◆ Page
----------

Once that agreement is in place, Morton says the library board will be able to start planning more seriously about how to allocate its budget and where to pursue capital improvements and other future projects. It’s on that front, Morton adds, that locals can expect to start seeing the first big dividends of the Leelanau Township Library's new structure.

“One of the biggest benefits [of going independent] is the dedicated millage for the library,” Morton explains. “With this structure, the library director does not have to go to the township every year as part of their budget process. With the millage, determining how much money the library is going to have to operate for the fiscal year is way easier, and that makes planning easier, too. You pretty much know how much money you’re going to get every year, and you’re not affected by other things that may be going on in the township. In the last few years in Leelanau Township, there’s been the corrosion at Christmas Cove, and they’re dealing with some subsiding of the foundation at the Woolsey Airport. Things like that can affect how much money the library would get every year.”

Because of Headlee rollbacks, the millage amount for the library will still fluctuate slightly over the years. This year, though, since the library is “starting off with the whole 0.5 mills,” Morton says that “there’s actually more money [in the budget] than what we had anticipated. I believe last year, the township budgeted somewhere around $200,000 for the library; this year, we're going to be operating with closer to $240,000.”

----------

◆ Records provided
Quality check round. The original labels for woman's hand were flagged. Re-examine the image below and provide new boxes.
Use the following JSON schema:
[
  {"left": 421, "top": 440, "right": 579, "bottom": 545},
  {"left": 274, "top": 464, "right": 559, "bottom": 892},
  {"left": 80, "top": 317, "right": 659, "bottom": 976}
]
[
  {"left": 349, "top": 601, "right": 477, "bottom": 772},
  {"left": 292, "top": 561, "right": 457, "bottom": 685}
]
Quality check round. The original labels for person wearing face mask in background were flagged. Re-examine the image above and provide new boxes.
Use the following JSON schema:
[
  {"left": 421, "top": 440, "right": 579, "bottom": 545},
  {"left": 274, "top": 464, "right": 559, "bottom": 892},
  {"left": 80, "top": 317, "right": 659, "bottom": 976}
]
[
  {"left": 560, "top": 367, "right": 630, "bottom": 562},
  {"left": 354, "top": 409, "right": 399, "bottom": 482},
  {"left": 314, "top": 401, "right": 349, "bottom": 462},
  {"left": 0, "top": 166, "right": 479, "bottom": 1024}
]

----------

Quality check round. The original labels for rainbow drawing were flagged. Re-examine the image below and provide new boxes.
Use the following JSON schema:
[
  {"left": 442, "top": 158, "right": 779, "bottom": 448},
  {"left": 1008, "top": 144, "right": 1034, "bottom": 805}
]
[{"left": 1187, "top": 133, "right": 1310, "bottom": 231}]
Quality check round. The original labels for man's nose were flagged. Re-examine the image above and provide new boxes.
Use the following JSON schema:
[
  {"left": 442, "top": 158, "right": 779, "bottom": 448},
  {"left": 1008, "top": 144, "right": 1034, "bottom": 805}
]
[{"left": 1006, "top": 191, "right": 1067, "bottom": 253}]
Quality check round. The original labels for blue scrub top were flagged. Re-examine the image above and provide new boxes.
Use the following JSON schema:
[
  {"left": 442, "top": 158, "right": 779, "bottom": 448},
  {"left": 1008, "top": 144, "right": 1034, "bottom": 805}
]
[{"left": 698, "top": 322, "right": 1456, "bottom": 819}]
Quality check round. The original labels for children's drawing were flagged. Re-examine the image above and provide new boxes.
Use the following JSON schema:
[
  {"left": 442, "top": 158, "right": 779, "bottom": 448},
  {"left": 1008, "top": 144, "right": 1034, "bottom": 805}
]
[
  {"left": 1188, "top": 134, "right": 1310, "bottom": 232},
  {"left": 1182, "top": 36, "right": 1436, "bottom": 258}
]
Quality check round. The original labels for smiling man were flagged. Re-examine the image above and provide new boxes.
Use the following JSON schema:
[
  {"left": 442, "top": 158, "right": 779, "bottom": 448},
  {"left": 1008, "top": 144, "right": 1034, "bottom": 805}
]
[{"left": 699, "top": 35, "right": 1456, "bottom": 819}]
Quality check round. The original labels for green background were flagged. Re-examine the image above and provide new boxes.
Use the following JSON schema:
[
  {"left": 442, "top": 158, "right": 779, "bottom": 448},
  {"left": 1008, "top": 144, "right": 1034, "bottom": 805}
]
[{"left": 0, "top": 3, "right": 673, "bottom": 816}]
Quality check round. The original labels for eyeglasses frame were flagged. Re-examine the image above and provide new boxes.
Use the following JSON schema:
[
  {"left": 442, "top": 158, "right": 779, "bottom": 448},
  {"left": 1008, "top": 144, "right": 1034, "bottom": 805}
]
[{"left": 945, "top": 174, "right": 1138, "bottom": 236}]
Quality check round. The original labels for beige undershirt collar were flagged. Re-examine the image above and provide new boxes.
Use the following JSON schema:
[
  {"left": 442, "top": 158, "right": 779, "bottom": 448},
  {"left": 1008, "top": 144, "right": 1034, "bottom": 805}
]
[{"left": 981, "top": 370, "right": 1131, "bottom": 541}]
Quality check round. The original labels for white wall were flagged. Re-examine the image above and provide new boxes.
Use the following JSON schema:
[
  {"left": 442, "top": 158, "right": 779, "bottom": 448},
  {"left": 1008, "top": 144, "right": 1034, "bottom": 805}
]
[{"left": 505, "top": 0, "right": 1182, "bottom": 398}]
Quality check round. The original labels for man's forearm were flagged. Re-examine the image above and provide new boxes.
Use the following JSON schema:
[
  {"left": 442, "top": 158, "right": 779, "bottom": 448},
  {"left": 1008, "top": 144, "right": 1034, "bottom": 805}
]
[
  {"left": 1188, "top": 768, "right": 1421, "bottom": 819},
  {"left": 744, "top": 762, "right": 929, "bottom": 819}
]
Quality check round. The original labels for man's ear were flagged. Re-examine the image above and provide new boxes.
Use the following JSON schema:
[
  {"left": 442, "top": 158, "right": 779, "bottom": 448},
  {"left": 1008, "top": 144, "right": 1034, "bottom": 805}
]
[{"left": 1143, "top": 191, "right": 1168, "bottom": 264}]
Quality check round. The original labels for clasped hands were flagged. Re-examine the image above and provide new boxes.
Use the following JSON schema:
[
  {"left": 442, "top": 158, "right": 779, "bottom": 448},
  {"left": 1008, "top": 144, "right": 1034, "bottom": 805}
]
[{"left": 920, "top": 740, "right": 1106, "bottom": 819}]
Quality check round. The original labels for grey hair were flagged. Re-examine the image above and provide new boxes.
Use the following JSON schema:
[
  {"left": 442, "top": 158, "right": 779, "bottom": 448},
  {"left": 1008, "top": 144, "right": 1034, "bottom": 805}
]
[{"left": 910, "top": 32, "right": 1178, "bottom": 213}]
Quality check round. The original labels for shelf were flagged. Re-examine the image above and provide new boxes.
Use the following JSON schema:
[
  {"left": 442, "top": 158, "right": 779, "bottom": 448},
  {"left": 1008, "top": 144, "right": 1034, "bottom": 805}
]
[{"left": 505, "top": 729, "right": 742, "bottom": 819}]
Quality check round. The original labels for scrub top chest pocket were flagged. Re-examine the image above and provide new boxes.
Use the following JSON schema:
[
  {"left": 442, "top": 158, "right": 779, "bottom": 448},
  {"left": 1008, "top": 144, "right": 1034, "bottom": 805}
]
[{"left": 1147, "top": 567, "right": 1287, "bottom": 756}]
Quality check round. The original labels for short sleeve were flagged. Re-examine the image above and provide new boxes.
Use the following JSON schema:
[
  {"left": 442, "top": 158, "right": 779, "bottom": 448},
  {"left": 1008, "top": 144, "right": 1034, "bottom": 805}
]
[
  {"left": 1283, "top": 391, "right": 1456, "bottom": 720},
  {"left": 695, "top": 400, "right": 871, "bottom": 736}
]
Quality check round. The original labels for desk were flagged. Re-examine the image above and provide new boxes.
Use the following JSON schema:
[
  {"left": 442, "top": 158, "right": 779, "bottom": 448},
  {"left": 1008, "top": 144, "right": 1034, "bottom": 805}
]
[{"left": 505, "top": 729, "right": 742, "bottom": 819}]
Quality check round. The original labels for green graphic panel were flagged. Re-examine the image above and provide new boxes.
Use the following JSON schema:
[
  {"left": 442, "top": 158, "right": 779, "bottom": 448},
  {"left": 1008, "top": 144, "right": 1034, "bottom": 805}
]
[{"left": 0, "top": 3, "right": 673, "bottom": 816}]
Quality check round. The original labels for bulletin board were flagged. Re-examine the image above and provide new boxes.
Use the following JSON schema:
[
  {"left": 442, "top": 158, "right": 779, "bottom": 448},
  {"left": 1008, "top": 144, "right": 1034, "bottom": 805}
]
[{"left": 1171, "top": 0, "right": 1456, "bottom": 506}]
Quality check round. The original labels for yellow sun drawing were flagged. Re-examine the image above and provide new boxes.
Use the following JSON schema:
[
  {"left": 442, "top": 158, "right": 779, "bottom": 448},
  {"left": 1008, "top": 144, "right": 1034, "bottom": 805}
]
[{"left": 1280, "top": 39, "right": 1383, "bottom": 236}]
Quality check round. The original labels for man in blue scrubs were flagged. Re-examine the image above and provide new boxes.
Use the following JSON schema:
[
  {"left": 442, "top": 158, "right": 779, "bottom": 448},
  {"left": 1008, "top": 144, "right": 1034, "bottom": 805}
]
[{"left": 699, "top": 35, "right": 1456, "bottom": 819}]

----------

◆ Stated exercise 1
Quote the library funding text word for word, starting at "Once that agreement" and ending at "Library's new structure.".
◆ Stated exercise 2
Continue the text about the Leelanau Township Library's funding from its final sentence.

◆ Final result 1
Once that agreement is in place, Morton says the library board will be able to start planning more seriously about how to allocate its budget and where to pursue capital improvements and other future projects. It’s on that front, Morton adds, that locals can expect to start seeing the first big dividends of the Leelanau Township Library's new structure.

◆ Final result 2
What does all that surplus funding mean for the library? Morton says the first priority for the board will likely be putting a contingency fund in place, which would set aside “about 50 percent of annual operating costs” to be used in the case of an emergency. Beyond that, though, Morton expects that establishing a building fund is going to be the new board’s first major stab at capital improvement planning. “The library is awfully small, and it needs to be expanded,” he says. “We will have to work with the township on that, because their offices are at the same building. So it will probably take a few years, but that is definitely a future goal, is to expand the library.”

Another priority? Strategizing an expansion and overall shift in library hours, to better meet the needs of the community. “The library is currently closed on Mondays, and then on Wednesday, they’re only open from 3-8pm,” Morton notes. “We want to adjust that to open earlier on Wednesday and maybe not stay open quite so late, because they don't get a lot of people coming in later. Our thought is that, since the community is providing more to the library, the library wants to make sure that we provide more service to the community.”

When asked what the Leelanau Township Library might look like 5-6 years down the road, Morton points to the library that he himself leads. In 2016, the Leland Township Public Library went through the same process of transitioning from township governance to independent entity. Now, the Leland library is nearly ready to kick off its own expansion and renovation project, something Morton isn’t sure would have happened without a board “of library lovers that are only concerned about library operations.”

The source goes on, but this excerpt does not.